SOURCE PASSAGE:
Start of Block

A patient came to see me with chronic right sided low back pain and left hamstring pain at my Leeds Clinic.
He had had problems for 4 years and as a professional cricketer his pain was aggravated by fast bowling and after long periods of prolonged standing whilst fielding during a game.
He had previous bilateral stress fractures in his spine. These were treated with conservative physiotherapy and rest. A recent MRI scan showed disc degeneration, but there was no nerve involvement or active stress fracture.
A few weeks before the appointment with me, the patient had a caudal epidural spinal injection which had calmed down his symptoms but not resolved them completely.
I used specific clinical tests developed by Ron Hruska at the Postural Restoration Institute, to assess the position of the patient’s pelvis and ribcage. My assessment and tests showed the patient to have an anteriorly (forward) tipped pelvis on the left side and his ribcage was rotated to the left.
As a standard part of my practice now I also consider the influence of a patients ‘bite’ on their body position. For many, the connection between how the teeth hit together and the effect on body position is completely new.
This patient had a significant ‘malocclusion’ or poor ‘bite’. This causes an imbalance in the muscles around the jaw (used for chewing and swallowing). As a result these muscles and the jaw are out of position and this then has a knock-on effect on the position of the neck, ribcage and spine. For more information on my approach watch this video.

End of Block

COMPLETE THE FOLLOWING:
1) List every treatment the case description says the patient received before the appointment.
2) From the case description, extract the passage starting with "A few weeks" and going on through "to the left.".

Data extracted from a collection
Start of Block

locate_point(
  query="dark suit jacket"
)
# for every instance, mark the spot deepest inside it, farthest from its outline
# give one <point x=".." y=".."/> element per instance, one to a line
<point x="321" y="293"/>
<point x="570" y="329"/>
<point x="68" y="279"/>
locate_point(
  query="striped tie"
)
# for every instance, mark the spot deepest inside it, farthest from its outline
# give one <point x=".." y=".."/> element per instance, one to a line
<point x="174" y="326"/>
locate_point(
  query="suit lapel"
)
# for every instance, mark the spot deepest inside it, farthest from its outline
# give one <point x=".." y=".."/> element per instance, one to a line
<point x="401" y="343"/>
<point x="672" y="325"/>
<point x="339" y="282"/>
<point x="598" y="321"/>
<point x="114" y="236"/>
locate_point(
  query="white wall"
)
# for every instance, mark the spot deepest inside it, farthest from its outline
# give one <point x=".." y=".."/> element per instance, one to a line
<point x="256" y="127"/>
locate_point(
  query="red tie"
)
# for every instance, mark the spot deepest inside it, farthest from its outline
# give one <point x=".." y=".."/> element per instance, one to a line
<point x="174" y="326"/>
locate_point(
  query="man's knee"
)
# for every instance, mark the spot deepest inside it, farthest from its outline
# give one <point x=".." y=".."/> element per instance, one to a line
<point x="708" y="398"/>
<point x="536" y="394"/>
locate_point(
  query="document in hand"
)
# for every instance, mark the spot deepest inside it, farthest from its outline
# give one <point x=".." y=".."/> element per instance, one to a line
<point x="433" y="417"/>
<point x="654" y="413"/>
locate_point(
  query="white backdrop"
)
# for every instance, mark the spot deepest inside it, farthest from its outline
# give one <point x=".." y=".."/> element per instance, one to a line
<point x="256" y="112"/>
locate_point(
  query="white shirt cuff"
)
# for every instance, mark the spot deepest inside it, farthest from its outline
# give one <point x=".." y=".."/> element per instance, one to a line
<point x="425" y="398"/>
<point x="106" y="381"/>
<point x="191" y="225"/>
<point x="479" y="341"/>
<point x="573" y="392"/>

End of Block

SOLUTIONS TO THE TASKS:
1)
- Conservative physiotherapy
- Rest
- Caudal epidural spinal injection

2)
A few weeks before the appointment with me, the patient had a caudal epidural spinal injection which had calmed down his symptoms but not resolved them completely.
I used specific clinical tests developed by Ron Hruska at the Postural Restoration Institute, to assess the position of the patient’s pelvis and ribcage. My assessment and tests showed the patient to have an anteriorly (forward) tipped pelvis on the left side and his ribcage was rotated to the left.